-- START OF Text provided --

John:

> I am fine with all the answer except the one about canberra-gtk-play.
> Why should this program be in /usr/bin and not /usr/lib?  It seems
> that it should be declared Project Private and contracts created
> for applications wanting to us it.  Can you explain why that is
> not the case?

I have discussed this on the libcanberra mailing list over the past few
days.  Refer to the thread "Getting libcanberra working on Solaris":

https://tango.0pointer.de/pipermail/libcanberra-discuss/2008-August/date.html

The maintainer suggests that this program is really only used by
various programs to play system sounds.  Therefore, it sounds like
this belongs in libexec.  However, the maintainer wants to keep it in
/usr/bin to make it easier to script from zenity and to make it easier
for developers to use it.

I have highlighted that these are not really strong reasons for
putting this into /usr/bin.  After all, developers should be smart
enough to run a program from libexec, and running it from a script
is not really an example of an "end user" needing to use it.

The libcanberra maintainer seems resistant to moving the program,
and also seems resistant to making it possible to configure libcanberra
to install to a different location.  He says we can obviously change
the way we package the module if we want, but it doesn't sound like
we will get any upstream support.

-- END OF Text provided --

__Challenges__.
1: From the libcanberra message, write out the part that opens with the words containing "I have discussed" and closes with "developers to use it.", substituting "project lead" for "maintainer" throughout.
2: According to the libcanberra message, why does the maintainer want to keep the program in /usr/bin?
The material that comes next is separate from the libcanberra message.

-- START OF Data segment --

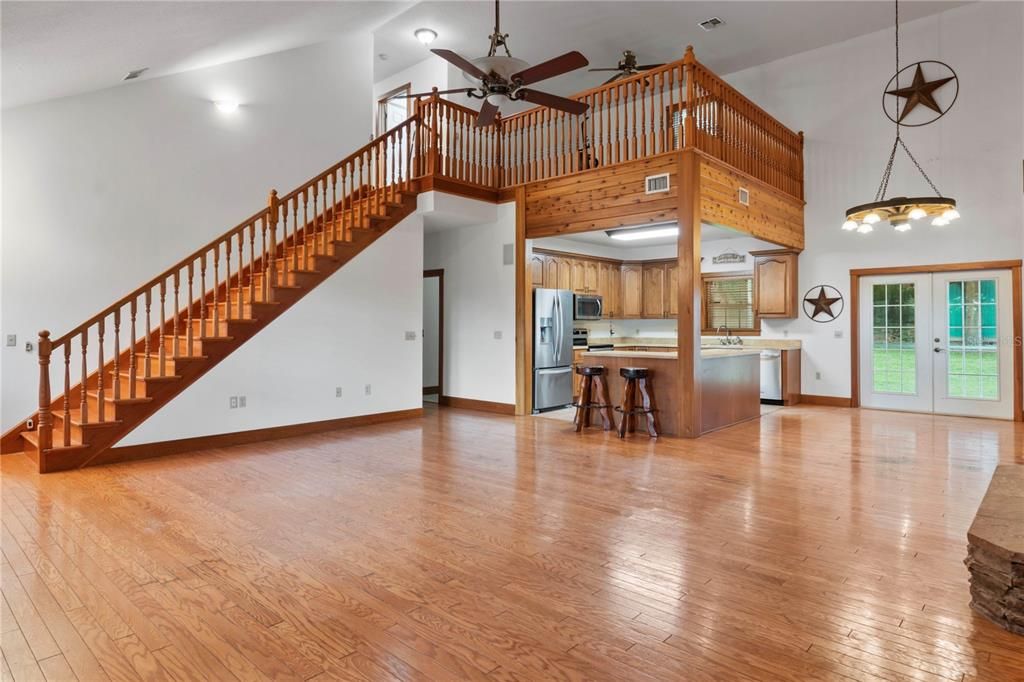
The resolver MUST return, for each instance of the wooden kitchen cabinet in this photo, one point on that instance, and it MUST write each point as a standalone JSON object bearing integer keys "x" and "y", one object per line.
{"x": 632, "y": 296}
{"x": 653, "y": 290}
{"x": 775, "y": 282}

-- END OF Data segment --

__Expected responses__.
1:
I have discussed this on the libcanberra mailing list over the past few
days.  Refer to the thread "Getting libcanberra working on Solaris":

https://tango.0pointer.de/pipermail/libcanberra-discuss/2008-August/date.html

The project lead suggests that this program is really only used by
various programs to play system sounds.  Therefore, it sounds like
this belongs in libexec.  However, the project lead wants to keep it in
/usr/bin to make it easier to script from zenity and to make it easier
for developers to use it.

2: The maintainer wants to keep it there to make it easier to script from zenity and easier for developers to use.